* SET OF TASKS *
1) In the court ruling excerpt, list each action that the paragraph beginning "Now, based upon the undisputed testimony" says Mr. Nelson himself took.
2) Proceed with the court ruling excerpt, writing on from its last sentence.

* DOCUMENT EXTRACT *

+ + + + + + +

And later in the same colloquy, the Court again stated: "In order to prepare for trial, I'm allowing you to take notes and create your spreadsheet. . ."
Now, based upon the undisputed testimony and evidence at the hearing, the Court has learned that Mr. Nelson was provided a thumb drive by Ms. Young containing the confidential information; that he took possession of the thumb drive and inserted the data from it onto his personal laptop computer; he cut and pasted the data and created a spreadsheet that was ultimately utilized in assisting his retained expert . . . and in his presentation of the case.3 VRP at 113-14 (alternation in original).
Later, the superior court issued its written order, which largely restated its oral ruling. The order stated, in relevant part,
5. After her withdrawal as counsel, Ms. Young no longer supervised Mr. Nelson[s] review of confidential information.

+ + + + + + +

Entries from a pointing dataset
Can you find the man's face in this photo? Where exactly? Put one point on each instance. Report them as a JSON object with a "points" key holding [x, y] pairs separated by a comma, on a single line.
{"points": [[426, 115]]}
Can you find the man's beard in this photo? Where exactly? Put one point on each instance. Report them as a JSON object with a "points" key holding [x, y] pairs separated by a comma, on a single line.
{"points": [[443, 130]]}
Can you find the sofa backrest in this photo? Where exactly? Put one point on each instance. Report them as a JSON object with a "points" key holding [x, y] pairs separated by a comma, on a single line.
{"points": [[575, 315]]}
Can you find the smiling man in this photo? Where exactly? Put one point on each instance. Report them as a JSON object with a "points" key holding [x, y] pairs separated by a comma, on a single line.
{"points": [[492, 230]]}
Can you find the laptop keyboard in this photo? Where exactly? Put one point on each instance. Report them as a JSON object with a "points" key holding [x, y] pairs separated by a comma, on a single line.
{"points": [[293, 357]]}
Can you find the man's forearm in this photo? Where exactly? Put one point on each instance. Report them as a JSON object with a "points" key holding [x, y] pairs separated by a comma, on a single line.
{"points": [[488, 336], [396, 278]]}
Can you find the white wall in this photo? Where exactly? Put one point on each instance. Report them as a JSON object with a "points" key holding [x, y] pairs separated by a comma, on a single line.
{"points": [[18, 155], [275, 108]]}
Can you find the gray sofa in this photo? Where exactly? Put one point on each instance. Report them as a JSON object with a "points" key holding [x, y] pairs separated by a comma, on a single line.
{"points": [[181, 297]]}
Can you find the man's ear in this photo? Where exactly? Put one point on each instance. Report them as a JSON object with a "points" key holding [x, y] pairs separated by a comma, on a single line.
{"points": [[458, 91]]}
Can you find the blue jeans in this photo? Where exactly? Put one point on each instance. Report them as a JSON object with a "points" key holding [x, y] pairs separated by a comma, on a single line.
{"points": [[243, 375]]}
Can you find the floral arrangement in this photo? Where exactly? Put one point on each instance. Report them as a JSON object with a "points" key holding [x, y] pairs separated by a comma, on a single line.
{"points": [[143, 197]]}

+ + + + + + +

* TASK-BY-TASK ANSWERS *
1)
- Took possession of the thumb drive
- Inserted the data from it onto his personal laptop computer
- Cut and pasted the data
- Created a spreadsheet

2)
6. Rather, Ms. Young provided Mr. Nelson with an unencrypted thumb drive with confidential documents for his unsupervised review in her office, which is no different than giving him hard copies except that it might be more readily available to disseminate.
7. Mr. Nelson is a computer expert, and his transference of the data from the thumb drive to his computer to copy the data to a spreadsheet was intentional, and it defied the Court's restrictive measures, which did not . . . contemplate, nor did it ever authorize this procedure used as a means to review and copying the data, the confidential information. Rather, the court authorized separate notes and from those separate notes, the creation of a spreadsheet.
. . . .
10. Ms. Young and Mr. Nelson are in contempt of the March 16, 2022 Protective Order as well as the April 8, 2022 Order.CP at 622-23 (emphasis added).
Nelson appeals.
ANALYSIS
I. Contempt Finding Was an Abuse of Discretion
Nelson argues that the superior court abused its discretion by finding him in contempt because his actions did not clearly violate the protective order. We agree.
A. Legal Principles
We review the superior court's decision on a contempt motion for an abuse of discretion. See, e.g., Moreman v. Butcher, 126 Wn.2d 36, 40, 891 P.2d 725 (1995). An "abuse of discretion" is present if there is a clear showing that exercise of discretion was manifestly unreasonable or based on untenable grounds or reasons. Id.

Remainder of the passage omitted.